YOUR ASSIGNMENT: Could you set down every entry exactly as it stands, without the images?

*** ENTRIES SUPPLIED ***

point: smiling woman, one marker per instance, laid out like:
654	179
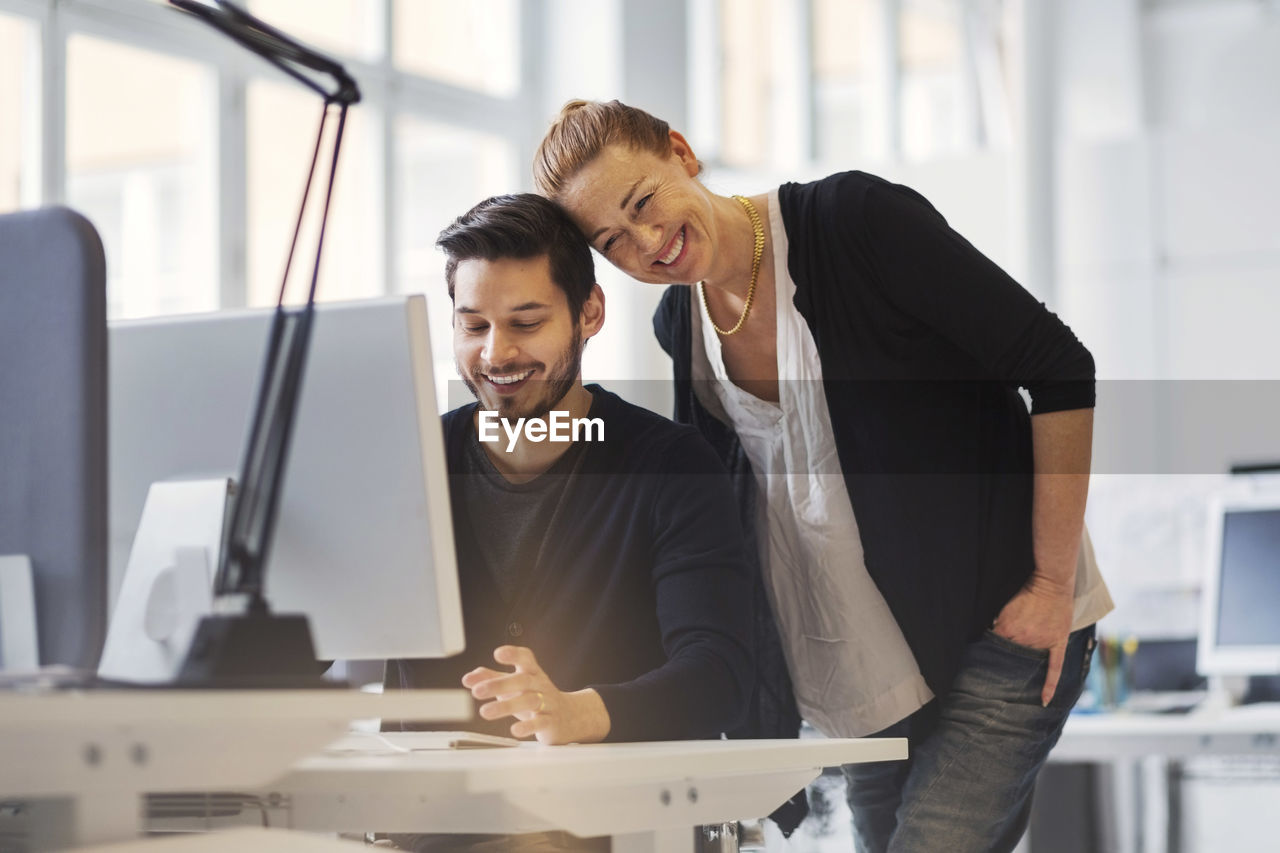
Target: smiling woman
856	364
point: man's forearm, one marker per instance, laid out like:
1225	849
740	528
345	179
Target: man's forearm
1063	445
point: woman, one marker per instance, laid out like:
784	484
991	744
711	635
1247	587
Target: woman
919	530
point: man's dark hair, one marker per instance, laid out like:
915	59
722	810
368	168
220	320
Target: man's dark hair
522	226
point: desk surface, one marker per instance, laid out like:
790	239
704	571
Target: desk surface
590	789
1107	737
55	710
105	748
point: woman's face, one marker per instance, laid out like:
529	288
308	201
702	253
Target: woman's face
647	214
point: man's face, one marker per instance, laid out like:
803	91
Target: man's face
515	343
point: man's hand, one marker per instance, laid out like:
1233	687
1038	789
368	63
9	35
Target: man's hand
1040	616
539	707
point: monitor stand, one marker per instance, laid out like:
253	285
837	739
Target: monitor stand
1225	692
252	649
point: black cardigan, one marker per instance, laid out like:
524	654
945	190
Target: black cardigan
923	345
639	587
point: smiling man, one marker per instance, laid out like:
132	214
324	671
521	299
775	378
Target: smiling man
603	579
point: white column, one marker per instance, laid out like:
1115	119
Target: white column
1033	162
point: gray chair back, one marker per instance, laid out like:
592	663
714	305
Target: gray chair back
53	424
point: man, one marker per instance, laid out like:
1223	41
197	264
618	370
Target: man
603	579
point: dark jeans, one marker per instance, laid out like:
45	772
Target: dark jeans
974	755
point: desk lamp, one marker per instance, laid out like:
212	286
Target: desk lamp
243	643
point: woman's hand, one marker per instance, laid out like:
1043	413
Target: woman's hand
540	708
1040	616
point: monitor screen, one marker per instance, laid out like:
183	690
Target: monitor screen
1248	611
364	541
1239	629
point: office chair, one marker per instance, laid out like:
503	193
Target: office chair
53	424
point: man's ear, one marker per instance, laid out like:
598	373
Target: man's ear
593	313
682	151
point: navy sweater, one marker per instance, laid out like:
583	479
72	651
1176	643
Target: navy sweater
639	588
923	345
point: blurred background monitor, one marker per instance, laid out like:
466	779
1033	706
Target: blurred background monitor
1240	616
364	541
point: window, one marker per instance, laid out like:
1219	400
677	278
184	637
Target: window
141	165
443	173
283	121
849	121
935	110
19	162
190	156
746	74
348	27
474	44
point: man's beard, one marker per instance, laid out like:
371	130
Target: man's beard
558	382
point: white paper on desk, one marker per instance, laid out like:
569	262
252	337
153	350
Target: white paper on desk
384	743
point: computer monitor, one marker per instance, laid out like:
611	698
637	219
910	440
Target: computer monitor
1240	600
364	541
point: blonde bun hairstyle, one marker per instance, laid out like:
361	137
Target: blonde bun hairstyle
585	128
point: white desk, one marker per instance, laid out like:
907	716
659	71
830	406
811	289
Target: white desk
103	749
647	796
1144	753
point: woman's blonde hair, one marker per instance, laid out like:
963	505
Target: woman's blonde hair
585	128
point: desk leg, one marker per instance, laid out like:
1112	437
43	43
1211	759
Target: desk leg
104	816
664	840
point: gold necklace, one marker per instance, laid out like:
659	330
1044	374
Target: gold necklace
755	270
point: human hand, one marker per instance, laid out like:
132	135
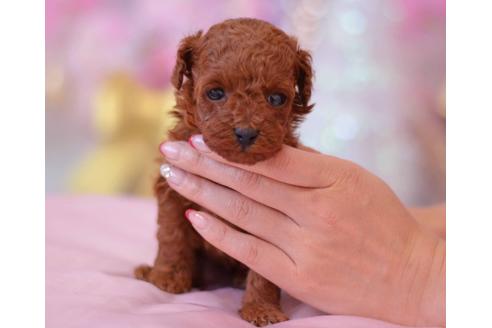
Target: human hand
323	229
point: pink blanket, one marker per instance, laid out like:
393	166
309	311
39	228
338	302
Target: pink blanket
92	245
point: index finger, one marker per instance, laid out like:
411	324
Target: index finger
290	165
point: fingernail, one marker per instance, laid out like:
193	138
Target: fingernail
191	143
196	219
172	174
188	212
170	150
198	143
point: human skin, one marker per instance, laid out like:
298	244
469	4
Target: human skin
324	229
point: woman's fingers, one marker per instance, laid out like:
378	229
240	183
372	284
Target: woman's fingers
290	165
260	256
241	211
267	191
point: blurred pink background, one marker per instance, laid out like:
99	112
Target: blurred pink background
379	88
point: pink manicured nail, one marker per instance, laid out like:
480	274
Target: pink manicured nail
197	142
172	174
188	212
190	142
197	219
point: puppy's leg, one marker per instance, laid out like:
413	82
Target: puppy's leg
174	265
261	301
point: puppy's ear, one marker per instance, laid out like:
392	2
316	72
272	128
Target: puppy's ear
304	82
184	59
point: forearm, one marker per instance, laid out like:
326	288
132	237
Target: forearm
432	218
420	297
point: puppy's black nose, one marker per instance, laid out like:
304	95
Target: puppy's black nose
245	137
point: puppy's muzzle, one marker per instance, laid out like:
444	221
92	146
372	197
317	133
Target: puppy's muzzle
245	137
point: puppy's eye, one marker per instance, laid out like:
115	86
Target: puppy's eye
276	99
215	94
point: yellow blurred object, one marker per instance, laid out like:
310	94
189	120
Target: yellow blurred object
132	121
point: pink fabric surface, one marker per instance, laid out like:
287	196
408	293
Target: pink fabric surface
93	244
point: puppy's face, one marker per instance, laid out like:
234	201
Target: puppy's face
247	88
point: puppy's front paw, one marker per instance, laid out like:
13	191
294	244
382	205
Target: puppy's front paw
262	314
174	281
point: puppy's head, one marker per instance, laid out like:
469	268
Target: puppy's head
246	85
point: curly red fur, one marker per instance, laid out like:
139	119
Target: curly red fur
249	59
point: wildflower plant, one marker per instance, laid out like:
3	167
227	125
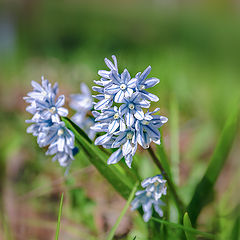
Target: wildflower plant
109	126
122	101
47	126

*** End of ENTRIES SUPPLIED ***

EXERCISE RESPONSE:
point: smiling woman, one marker per instance, laid out like:
654	179
Target: smiling woman
856	364
point: man's forearm, one marker per instance, laid out like:
1225	849
740	528
345	179
Target: man's forearm
1063	445
point: woman, one marker per instance, laid out like:
784	484
991	744
711	635
1247	587
Target: woman
919	530
point: man's dark hair, one marker per instance, laid out like:
915	59
722	810
368	168
220	320
Target: man's dark hair
522	226
point: desk surface, one marker per instance, laid out like:
790	239
704	571
Target: desk surface
590	789
1107	737
55	710
105	748
point: woman's face, one marker per instance, laid out like:
529	288
308	201
702	253
Target: woman's face
647	214
point: man's face, one marker per instance, laid out like:
803	91
Target: man's face
515	343
point: man's hand, one marker per instance, laid out like:
1233	687
1038	789
368	63
9	35
Target: man's hand
1040	616
539	707
point: monitor stand, one marker per instance, laid out like:
253	285
837	739
Target: monitor stand
1225	692
252	649
point: black cardigan, one marker per instance, laid out like:
524	654
945	190
Target: black cardigan
923	345
639	587
point: smiling man, one marker per instance, laid out like:
132	214
324	671
521	299
775	378
Target: smiling man
603	579
point: white column, one marker per instance, laid out like:
1115	119
Target: white column
1033	162
point: gray chair back, one marker per instance, laid out like:
592	663
714	305
Target: gray chair back
53	424
point: man, one marker per instance, laid out like:
1223	41
197	264
618	370
Target: man
603	579
point: dark jeans, one marker per instance, laid out like:
45	772
Target: dark jeans
974	755
point: desk lamp, one marker per instance, laid out like:
212	286
Target: desk lamp
243	643
point: woman's hand, one marker per instance, laid out like:
1043	413
Target: woman's hand
540	708
1040	616
point: monitor screen, one marker per instance, laid out like:
183	690
Target: monitor screen
1248	611
364	541
1239	629
point: office chair, one marker per instance, laid out like:
503	193
Target: office chair
53	424
point: man's ear, one marker per instance, laid out like:
598	373
Target: man's ear
593	313
682	151
point: navy sweater, one marker per instance, laid out like:
583	479
72	651
1176	643
Target: navy sweater
639	588
923	345
point: blurred background monitor, one marker per instance, laid out like:
466	779
1033	706
Target: blurred background monitor
1240	616
364	541
point: window, one marker per instance, laid out like:
1219	400
677	278
184	637
Target: window
141	165
443	173
283	121
849	121
935	110
19	162
190	156
746	74
348	27
474	44
point: man's beard, one marker per instance, laid out like:
371	130
Target: man's beard
558	382
point: white paper on desk, one marker per instance, laid out like:
569	262
252	337
153	350
Target: white paper on desk
384	743
point: computer monitor, one marker per instance, laid out like:
611	698
637	219
910	440
Target: computer monitor
1240	600
364	541
point: blonde bun hairstyle, one marker per instance, laid out like:
361	137
Target: blonde bun hairstyle
585	128
point: white desk, one marker per instance, laid out like:
907	716
659	71
830	406
811	289
Target: white desk
103	749
647	796
1144	753
point: woman's blonde hair, one marker per instance, laid out like:
963	505
Target: woman's blonde hair
585	128
point: desk leg, one marker per instance, laid out like:
1112	437
43	43
1211	759
Target: desk leg
104	816
664	840
point: gold necklace, one marker per instance, laid out like:
659	330
1044	374
Target: gold necklace
755	270
point: human hand, one marker per instance, laid out like:
132	135
Target: human hand
323	229
point: pink blanket, one marker per instance, laid out like:
393	166
309	311
39	228
338	302
Target: pink blanket
92	245
point: index finger, one marker per instance, laid out like:
411	324
Target: index finger
290	165
point: fingernail, one marker per instance, laid out like:
193	138
Target: fingernail
191	143
196	219
172	174
188	212
170	150
198	143
point: human skin, one marker per instance, laid out like:
298	244
469	4
Target: human skin
324	229
point: woman's fingers, one marker per instance, laid out like:
378	229
240	183
372	284
Target: woman's fingers
290	165
260	256
241	211
267	191
point: blurred pink background, one marker per instance, laid out like:
99	112
Target: blurred pink background
379	88
point: pink manicured nail, one marker per instance, laid out like:
480	274
Target: pink manicured nail
197	142
172	174
188	212
190	142
197	219
point: puppy's leg, one marker per instance, laid out like:
413	82
Target: puppy's leg
174	265
261	301
point: puppy's ear, one marker per instance, laid out like:
392	2
316	72
272	128
Target: puppy's ear
304	82
184	59
point: forearm, one marker per instance, laid out like:
326	288
132	237
Target: forearm
432	218
420	297
point: puppy's black nose, one marker per instance, laid out like:
304	95
Target: puppy's black nose
245	137
point: puppy's muzzle, one marker per instance, laid out like:
444	221
92	146
372	197
317	133
Target: puppy's muzzle
245	137
point: puppy's eye, one marker per instance, laid out like:
115	86
Target: puppy's eye
276	99
215	94
point: yellow blurred object, one marker per instance, laid out like:
310	94
189	120
Target: yellow blurred object
132	121
point: pink fabric surface, one marker per instance, laid out like:
287	196
408	293
Target: pink fabric surface
93	244
point: puppy's face, one marker per instance, laid out like:
234	201
Target: puppy's face
247	88
point: puppy's front paw, one marker per instance, laid out like:
13	191
294	244
382	205
Target: puppy's front paw
262	314
174	281
point: puppy's head, one marker per instance, laid out like:
469	268
Target: puppy's head
246	85
point: curly red fur, one marker per instance, laid out like:
139	119
Target: curly red fur
249	59
point: wildflower plant, one marker per instance, laid out like:
3	167
227	125
Target: wildflower plant
109	126
122	101
47	126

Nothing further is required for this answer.